# Data for processing:
·····
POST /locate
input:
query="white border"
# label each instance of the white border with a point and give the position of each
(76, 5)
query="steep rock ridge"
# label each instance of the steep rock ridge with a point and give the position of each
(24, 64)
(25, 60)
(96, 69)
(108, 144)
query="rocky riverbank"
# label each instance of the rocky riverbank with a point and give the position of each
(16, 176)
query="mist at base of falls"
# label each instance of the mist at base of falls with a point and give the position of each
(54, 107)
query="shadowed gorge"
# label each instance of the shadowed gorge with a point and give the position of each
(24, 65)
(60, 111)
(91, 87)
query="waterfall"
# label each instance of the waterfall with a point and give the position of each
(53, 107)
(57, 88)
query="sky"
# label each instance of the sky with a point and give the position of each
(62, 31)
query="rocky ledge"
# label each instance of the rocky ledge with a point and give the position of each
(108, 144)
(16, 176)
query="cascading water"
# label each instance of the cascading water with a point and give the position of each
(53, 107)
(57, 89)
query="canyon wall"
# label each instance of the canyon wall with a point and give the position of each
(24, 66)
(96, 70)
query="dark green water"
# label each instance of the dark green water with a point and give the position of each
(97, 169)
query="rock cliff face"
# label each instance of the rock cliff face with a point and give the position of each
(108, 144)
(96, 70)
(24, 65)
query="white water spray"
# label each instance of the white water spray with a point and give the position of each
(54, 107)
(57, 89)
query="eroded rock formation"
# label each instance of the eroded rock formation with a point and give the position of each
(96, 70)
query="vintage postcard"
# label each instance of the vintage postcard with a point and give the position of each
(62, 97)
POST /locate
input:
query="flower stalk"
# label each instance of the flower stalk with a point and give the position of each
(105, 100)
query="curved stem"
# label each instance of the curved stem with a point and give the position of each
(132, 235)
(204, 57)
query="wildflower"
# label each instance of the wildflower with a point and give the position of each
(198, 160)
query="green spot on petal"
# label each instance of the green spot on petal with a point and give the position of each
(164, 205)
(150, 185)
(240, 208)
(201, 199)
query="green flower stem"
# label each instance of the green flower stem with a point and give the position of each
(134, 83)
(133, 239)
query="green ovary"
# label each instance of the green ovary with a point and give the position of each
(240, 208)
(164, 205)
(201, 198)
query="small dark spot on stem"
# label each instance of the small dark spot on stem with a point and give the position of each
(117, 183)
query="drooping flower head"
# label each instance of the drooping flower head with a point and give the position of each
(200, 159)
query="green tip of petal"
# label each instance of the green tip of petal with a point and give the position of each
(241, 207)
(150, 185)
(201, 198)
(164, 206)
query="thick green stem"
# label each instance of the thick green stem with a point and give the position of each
·····
# What is being asked:
Show every line from the rows above that contains the word "petal", copying each line in full.

# Task result:
query="green spot on petal"
# label each instance of the green spot on petal with a point and give the position of each
query="green tip of petal"
# label each instance of the green tip of petal with a point and give the position of each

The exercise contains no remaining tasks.